Annotation data for object locations:
--- begin ---
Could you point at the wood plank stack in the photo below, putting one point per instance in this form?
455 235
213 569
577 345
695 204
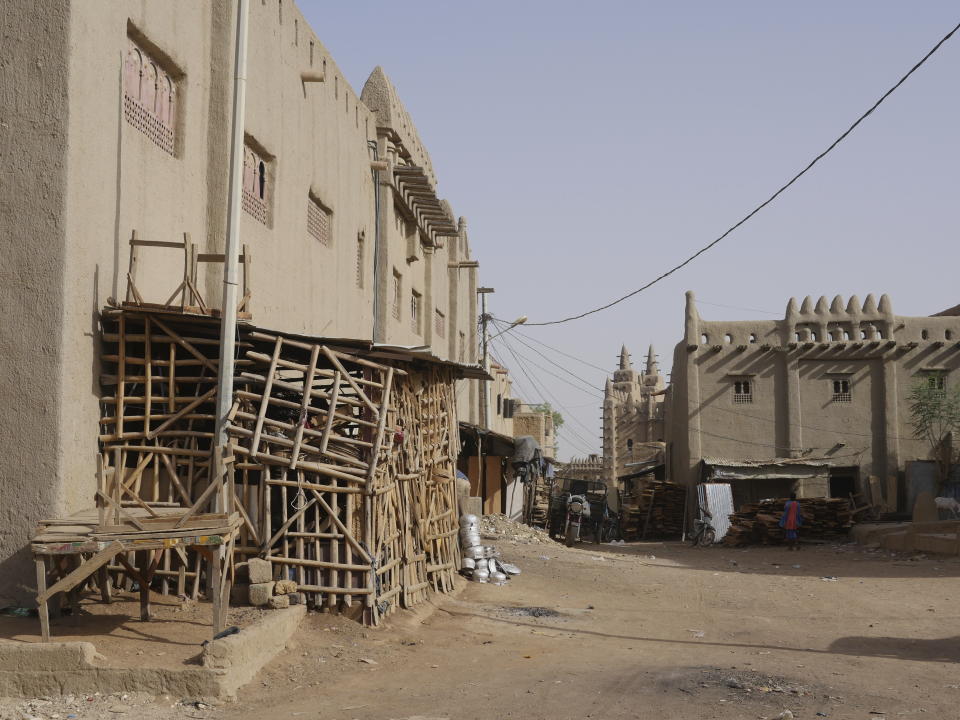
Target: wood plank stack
758 523
654 510
344 463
--- end ---
STATED TASK: Copy every entry above word for word, leaving out the pictures.

EXPECTED OUTPUT:
Could you point at the wood plank stack in the photo below, putting one point per instance in this form?
455 235
213 569
577 345
695 204
Target: wood plank stack
758 523
654 510
344 463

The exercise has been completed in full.